Start of DATA SUPPLIED

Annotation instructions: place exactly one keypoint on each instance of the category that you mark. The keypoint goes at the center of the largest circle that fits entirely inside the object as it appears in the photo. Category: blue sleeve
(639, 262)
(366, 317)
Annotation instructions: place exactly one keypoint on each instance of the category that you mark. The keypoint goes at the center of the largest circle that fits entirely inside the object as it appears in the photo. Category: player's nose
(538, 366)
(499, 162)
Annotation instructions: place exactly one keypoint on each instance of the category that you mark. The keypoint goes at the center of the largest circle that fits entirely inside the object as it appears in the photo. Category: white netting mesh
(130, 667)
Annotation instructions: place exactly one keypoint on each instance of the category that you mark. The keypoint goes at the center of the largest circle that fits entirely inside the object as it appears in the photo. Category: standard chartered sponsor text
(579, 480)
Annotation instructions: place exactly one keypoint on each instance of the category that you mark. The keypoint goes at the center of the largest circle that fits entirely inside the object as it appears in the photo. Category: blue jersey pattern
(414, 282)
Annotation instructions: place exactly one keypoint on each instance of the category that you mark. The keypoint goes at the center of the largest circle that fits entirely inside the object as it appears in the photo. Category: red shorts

End of DATA SUPPLIED

WORK INSTRUCTION - In full and without error, retype the entries above.

RESPONSE TO THE EXERCISE -
Annotation instructions: place exactly one keypoint on each instance of the category that you mark. The keypoint goes at the center of the largest circle that fits entirely inside the object as it appears in the photo. Category: blue sleeve
(639, 262)
(366, 317)
Annotation instructions: place exactly one keypoint on each instance of the category that you mark. The keypoint goes at the center of the largest circle that fits entirely inside the object as it appears in the photo. Category: player's nose
(538, 366)
(499, 162)
Annotation instructions: place exactly one keypoint on each instance of the category that you mark. The keypoint goes at the center of the largest circle that fits entirely inside the object as it appears in the photo. Category: white netting mesh
(130, 667)
Annotation instructions: place exactly one keypoint on each instance of the category that you mark. The keypoint goes at the center of the largest circle that fits entirely inside the object as it appears in the photo. Category: standard chartered sponsor text
(579, 480)
Annotation instructions: place exactly one keypoint on each instance of the category that you mark. The keypoint goes at the center of the largest circle that fits entirely inside the object as it appears in the photo. Category: blue jersey pattern
(414, 282)
Annotation instructions: place exactly one keypoint on each instance of the category that you mark. The keypoint goes at the center of the largest circle that fits entirely inside the object as it appears in the photo. Category: red shorts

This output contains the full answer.